**Exercise task 1:**
Answer these questions from the book review below:
(a) Who narrates the audiobook?
(b) How old was Olivia's son when he died?
(c) Where do Olivia and Beth first meet?

**Reading text:**
------------------------------
Book Review: Love Anthony
Love Anthony by Lisa Genova
Narrator: Debra Messing
Length: 9 hours and 11 minutes
Publisher: Simon & Schuster Audio
Release Date: September 25, 2012
My rating: 4.5 of 5 stars
Publisher’s Description:
Two women, each cast adrift by unforeseen events in their lives, meet by accident on a Nantucket beach and are drawn into a friendship.
Olivia is a young mother whose eight-year-old severely autistic son has recently died. Her marriage badly frayed by years of stress, she comes to the island in a trial separation to try and make sense of the tragedy of her Anthony’s short life.
Beth, a stay-at-home mother of three, is also recently separated after discovering her husband’s long-term infidelity. In an attempt to recapture a sense of her pre-married life, she rekindles her passion for writing, determined to find her own voice again. But surprisingly, as she does so, Beth also find herself channeling the voice of an unknown boy, exuberant in his perceptions of the world around him if autistic in his expression—a voice she can share with Olivia—(is it Anthony?)—that brings comfort and meaning to them both.
The author creates a vivid portrait of how a marriage is affected by a child with profound special needs and then also by the death of a child. I found Olivia’s character to be authentic and heartbreaking. Beth’s marriage is also disintegrating because of her husband’s infidelity and she relies on a colorful cast of supporting characters to help her make it through.
------------------------------
**Supplied information:**
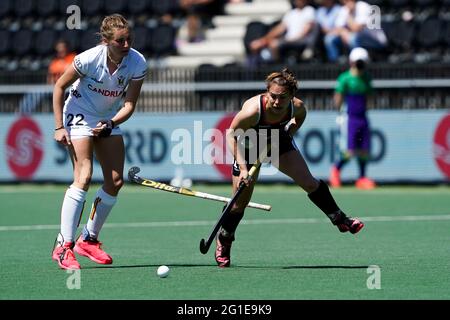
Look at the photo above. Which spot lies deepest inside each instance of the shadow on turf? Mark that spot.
(213, 265)
(148, 265)
(326, 267)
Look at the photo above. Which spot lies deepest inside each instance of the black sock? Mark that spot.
(323, 199)
(231, 222)
(362, 166)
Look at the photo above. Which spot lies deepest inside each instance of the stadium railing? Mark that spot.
(225, 89)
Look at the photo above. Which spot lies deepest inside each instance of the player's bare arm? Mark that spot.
(131, 97)
(244, 120)
(69, 77)
(298, 118)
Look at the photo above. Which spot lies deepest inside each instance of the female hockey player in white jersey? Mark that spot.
(106, 82)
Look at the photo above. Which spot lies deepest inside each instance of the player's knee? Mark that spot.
(310, 185)
(84, 180)
(117, 183)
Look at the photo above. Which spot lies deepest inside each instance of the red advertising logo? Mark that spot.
(441, 148)
(221, 165)
(24, 145)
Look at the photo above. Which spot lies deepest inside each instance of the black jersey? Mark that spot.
(266, 130)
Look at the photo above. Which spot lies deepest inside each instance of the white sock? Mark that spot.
(101, 208)
(71, 210)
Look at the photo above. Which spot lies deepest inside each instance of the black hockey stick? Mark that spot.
(133, 176)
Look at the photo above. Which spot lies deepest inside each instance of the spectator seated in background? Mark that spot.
(60, 62)
(354, 29)
(296, 31)
(326, 16)
(198, 14)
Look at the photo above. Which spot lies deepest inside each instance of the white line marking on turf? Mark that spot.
(249, 222)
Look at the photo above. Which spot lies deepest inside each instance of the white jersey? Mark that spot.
(97, 92)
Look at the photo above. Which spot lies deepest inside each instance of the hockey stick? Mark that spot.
(204, 245)
(132, 176)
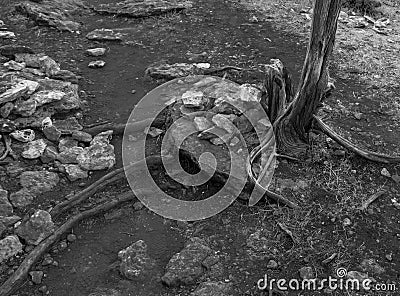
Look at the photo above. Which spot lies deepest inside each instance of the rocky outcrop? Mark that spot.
(36, 228)
(135, 9)
(53, 13)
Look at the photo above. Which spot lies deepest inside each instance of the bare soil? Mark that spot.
(366, 68)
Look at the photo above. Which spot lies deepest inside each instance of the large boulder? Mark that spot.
(36, 228)
(53, 13)
(5, 205)
(135, 261)
(38, 182)
(186, 267)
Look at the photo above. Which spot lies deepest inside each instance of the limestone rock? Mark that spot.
(67, 143)
(105, 292)
(52, 133)
(135, 261)
(38, 182)
(54, 13)
(34, 149)
(70, 155)
(5, 205)
(50, 154)
(81, 136)
(213, 288)
(96, 52)
(9, 246)
(105, 35)
(186, 267)
(25, 136)
(99, 155)
(36, 276)
(36, 228)
(74, 172)
(6, 109)
(21, 198)
(134, 9)
(68, 126)
(97, 64)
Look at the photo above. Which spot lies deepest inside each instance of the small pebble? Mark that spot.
(272, 264)
(71, 237)
(63, 245)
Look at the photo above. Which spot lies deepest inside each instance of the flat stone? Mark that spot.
(105, 292)
(52, 133)
(5, 205)
(49, 155)
(34, 149)
(185, 267)
(13, 65)
(102, 138)
(38, 182)
(10, 220)
(6, 109)
(21, 198)
(97, 64)
(9, 247)
(68, 126)
(47, 96)
(371, 266)
(67, 143)
(25, 108)
(307, 272)
(18, 90)
(25, 136)
(55, 13)
(69, 155)
(11, 50)
(7, 35)
(134, 260)
(36, 276)
(74, 172)
(82, 136)
(213, 288)
(134, 9)
(105, 35)
(97, 157)
(96, 52)
(36, 228)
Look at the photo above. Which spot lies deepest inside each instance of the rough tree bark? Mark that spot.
(291, 128)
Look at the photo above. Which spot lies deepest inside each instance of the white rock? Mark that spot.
(25, 136)
(385, 173)
(9, 246)
(34, 149)
(7, 34)
(97, 64)
(13, 65)
(96, 52)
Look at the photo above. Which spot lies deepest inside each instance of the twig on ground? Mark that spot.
(347, 144)
(370, 200)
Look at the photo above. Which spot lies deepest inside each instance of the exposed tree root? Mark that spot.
(114, 176)
(7, 143)
(377, 157)
(20, 275)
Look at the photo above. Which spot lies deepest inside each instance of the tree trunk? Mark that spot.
(292, 127)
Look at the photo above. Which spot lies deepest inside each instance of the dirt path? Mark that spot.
(246, 239)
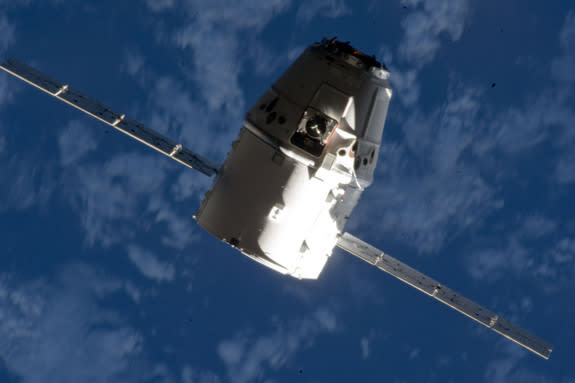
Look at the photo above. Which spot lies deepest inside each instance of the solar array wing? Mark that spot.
(119, 121)
(443, 294)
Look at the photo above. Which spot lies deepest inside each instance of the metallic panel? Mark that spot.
(97, 110)
(443, 294)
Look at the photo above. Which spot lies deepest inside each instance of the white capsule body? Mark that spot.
(297, 169)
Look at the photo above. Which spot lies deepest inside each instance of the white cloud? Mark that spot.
(422, 28)
(249, 359)
(310, 10)
(60, 333)
(149, 265)
(190, 375)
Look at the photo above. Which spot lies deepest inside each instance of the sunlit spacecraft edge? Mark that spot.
(307, 150)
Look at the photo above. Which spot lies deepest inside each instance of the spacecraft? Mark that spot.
(304, 155)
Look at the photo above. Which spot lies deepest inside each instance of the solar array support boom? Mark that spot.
(443, 294)
(116, 120)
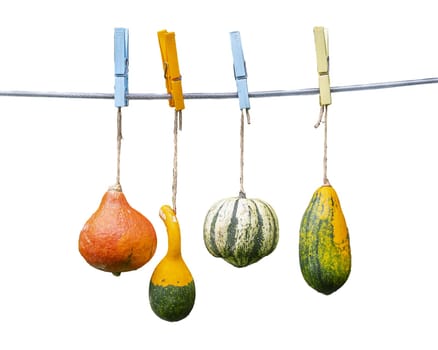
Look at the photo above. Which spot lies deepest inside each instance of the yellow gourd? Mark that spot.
(172, 288)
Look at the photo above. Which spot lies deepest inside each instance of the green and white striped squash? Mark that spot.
(241, 230)
(324, 244)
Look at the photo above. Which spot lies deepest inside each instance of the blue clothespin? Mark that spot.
(240, 71)
(121, 60)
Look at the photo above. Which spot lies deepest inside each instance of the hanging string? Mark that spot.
(323, 119)
(177, 125)
(117, 186)
(242, 193)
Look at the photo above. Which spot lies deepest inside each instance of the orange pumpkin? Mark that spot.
(117, 238)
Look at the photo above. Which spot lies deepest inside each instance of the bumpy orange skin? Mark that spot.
(117, 238)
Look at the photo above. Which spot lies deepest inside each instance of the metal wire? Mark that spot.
(223, 95)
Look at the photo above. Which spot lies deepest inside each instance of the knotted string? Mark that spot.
(242, 193)
(117, 185)
(323, 119)
(177, 125)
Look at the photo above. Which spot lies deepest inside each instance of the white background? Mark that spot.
(58, 157)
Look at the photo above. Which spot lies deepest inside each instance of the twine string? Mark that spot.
(323, 119)
(119, 144)
(242, 193)
(177, 125)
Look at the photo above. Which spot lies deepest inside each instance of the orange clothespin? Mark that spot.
(322, 59)
(171, 69)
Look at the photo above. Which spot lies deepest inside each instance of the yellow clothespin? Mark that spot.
(171, 69)
(322, 59)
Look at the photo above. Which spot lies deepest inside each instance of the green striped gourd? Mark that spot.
(172, 288)
(241, 230)
(324, 244)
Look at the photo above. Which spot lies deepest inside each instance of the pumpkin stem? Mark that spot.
(116, 187)
(167, 214)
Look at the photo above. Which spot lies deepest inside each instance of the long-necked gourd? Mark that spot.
(172, 288)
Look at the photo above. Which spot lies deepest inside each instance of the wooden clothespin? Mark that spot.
(121, 62)
(240, 73)
(322, 59)
(171, 69)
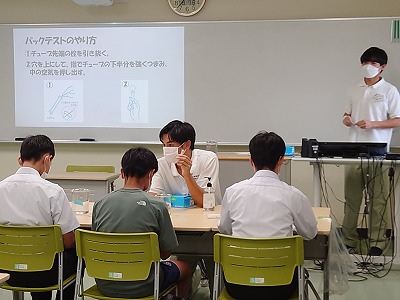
------------------------------
**Exercise task 2:** Identify every line of the listing above that contains the string "stick". Case counts.

**Correct response 1:**
(a) Debra Messing
(b) Eight years old
(c) On a Nantucket beach

**Correct response 2:**
Look at the photo above. Which spot lies deepest inside each instance of the black hockey stick? Mark that spot.
Look at the photo above. Which spot lies deepest inside each instance of the hockey stick? Mark that spot.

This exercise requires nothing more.